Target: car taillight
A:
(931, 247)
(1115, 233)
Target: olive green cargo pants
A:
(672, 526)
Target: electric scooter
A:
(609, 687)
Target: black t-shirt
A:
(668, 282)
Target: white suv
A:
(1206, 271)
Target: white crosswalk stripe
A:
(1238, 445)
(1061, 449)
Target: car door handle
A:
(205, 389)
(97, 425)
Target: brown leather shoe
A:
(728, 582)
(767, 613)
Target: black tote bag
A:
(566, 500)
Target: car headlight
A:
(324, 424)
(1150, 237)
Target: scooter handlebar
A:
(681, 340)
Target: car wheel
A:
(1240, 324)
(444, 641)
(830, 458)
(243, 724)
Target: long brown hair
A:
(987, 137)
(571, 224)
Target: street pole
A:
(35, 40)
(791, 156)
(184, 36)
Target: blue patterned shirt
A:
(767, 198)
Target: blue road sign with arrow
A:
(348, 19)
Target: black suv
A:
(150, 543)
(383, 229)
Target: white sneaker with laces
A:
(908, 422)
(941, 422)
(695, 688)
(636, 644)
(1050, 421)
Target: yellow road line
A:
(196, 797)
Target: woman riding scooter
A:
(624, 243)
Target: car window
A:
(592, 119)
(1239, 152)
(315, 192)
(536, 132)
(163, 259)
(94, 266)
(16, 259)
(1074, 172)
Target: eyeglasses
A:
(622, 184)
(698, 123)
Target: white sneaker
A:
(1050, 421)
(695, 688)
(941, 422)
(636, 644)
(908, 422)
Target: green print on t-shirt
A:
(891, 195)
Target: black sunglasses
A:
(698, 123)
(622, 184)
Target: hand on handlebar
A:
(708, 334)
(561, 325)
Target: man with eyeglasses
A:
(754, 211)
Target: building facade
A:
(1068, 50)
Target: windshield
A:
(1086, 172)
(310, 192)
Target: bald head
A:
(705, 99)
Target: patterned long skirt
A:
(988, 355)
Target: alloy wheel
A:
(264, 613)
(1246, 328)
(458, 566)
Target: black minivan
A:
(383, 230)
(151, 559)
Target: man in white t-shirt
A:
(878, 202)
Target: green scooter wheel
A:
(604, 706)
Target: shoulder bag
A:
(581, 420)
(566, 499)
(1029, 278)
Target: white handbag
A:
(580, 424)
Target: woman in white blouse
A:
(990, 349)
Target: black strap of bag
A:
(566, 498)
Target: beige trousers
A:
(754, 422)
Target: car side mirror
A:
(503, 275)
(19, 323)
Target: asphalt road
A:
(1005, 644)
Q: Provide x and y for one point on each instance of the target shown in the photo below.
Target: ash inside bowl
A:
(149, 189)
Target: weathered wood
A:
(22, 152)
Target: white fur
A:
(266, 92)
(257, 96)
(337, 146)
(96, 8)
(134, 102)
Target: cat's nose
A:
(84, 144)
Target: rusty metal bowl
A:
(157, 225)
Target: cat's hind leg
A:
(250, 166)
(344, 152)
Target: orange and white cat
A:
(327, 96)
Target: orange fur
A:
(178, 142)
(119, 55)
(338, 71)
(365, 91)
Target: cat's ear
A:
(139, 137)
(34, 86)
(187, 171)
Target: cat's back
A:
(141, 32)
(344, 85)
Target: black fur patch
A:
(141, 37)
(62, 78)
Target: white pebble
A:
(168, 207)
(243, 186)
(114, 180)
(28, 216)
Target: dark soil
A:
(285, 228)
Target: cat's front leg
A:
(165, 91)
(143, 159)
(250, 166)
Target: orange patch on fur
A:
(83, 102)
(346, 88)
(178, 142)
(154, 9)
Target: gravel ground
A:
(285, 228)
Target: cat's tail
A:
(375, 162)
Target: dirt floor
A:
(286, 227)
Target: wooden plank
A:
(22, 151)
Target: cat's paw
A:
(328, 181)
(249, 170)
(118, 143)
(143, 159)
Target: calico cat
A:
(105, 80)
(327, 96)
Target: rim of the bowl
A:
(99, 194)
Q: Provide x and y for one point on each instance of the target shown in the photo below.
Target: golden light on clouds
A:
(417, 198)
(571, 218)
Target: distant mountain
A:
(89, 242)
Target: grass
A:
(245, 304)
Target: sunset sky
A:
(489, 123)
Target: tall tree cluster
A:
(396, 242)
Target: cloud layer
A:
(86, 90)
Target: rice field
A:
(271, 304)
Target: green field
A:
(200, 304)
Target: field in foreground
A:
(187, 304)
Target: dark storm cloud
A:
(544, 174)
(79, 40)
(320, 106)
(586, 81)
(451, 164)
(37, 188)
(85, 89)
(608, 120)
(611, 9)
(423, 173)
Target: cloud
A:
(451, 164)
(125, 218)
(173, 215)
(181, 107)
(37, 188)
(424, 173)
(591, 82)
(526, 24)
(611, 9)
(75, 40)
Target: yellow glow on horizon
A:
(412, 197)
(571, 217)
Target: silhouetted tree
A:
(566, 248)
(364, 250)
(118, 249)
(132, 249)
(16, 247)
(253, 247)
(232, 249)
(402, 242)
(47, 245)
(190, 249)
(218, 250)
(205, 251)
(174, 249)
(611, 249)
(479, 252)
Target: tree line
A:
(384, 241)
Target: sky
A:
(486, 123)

---

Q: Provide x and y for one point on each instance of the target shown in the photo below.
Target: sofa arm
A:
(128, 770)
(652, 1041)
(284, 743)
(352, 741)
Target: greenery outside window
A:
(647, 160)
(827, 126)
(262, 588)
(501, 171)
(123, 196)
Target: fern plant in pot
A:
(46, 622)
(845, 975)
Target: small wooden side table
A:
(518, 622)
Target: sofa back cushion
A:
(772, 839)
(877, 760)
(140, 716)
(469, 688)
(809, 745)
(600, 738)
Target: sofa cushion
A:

* * *

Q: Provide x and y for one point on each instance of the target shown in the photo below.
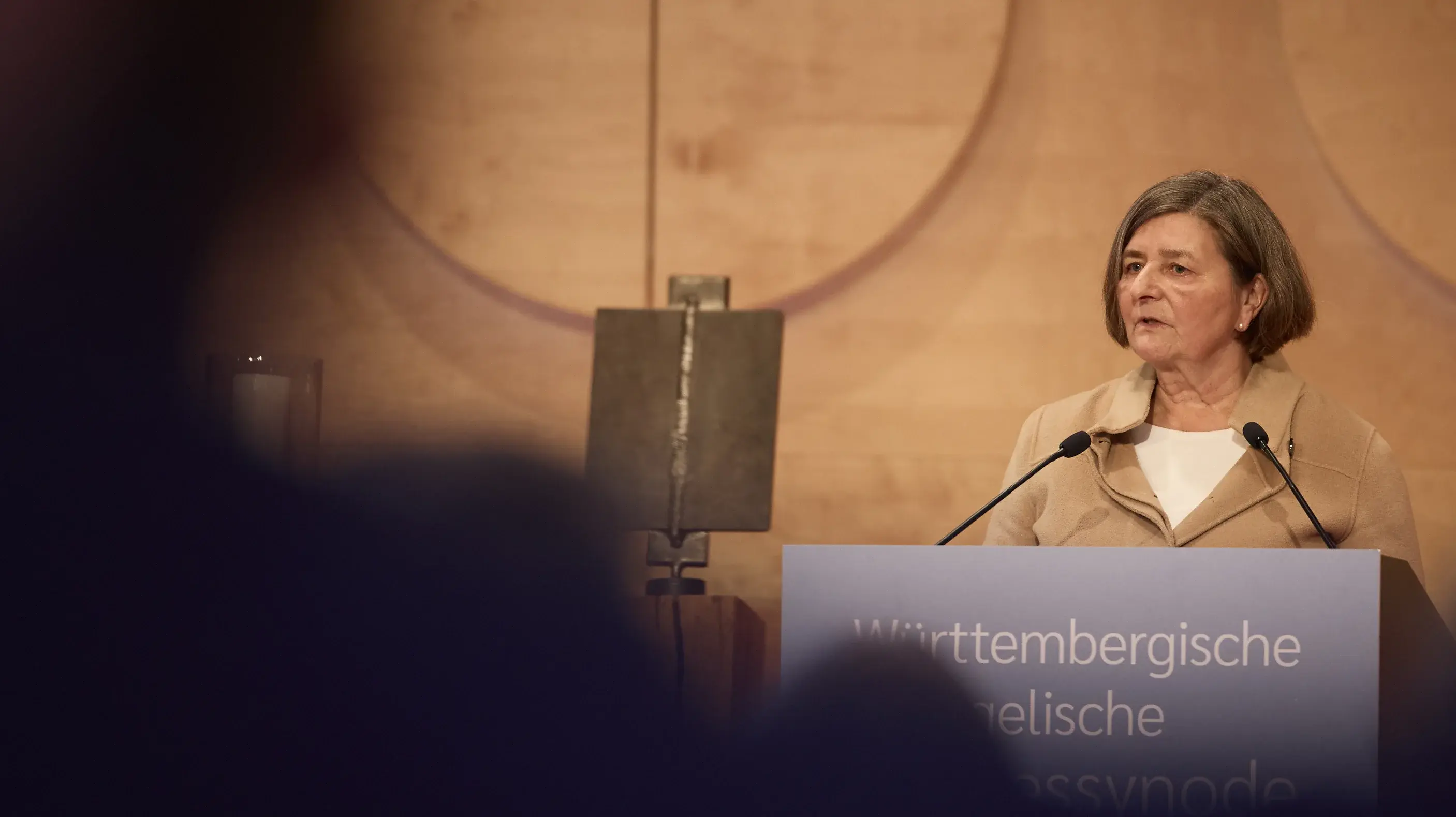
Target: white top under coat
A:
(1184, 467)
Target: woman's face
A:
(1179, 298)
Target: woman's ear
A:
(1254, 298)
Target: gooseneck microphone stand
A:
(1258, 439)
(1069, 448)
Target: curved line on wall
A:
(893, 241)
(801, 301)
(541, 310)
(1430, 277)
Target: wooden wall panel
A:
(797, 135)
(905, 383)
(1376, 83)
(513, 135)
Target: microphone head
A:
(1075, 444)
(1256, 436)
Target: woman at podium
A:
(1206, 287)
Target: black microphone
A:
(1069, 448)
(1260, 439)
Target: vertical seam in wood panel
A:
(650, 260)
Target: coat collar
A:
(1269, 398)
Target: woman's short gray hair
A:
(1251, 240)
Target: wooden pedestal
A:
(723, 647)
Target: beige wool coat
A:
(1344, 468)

Task goal
Copy out, word for word, everything from the line containing "Target: car taillight" down to the line containing "(1206, 271)", with both of those lines included.

Task solution
Target: car taillight
A:
(931, 247)
(1115, 233)
Target: olive green cargo pants
A:
(672, 526)
Target: electric scooter
A:
(609, 687)
Target: black t-shirt
A:
(668, 282)
Target: white suv
A:
(1206, 271)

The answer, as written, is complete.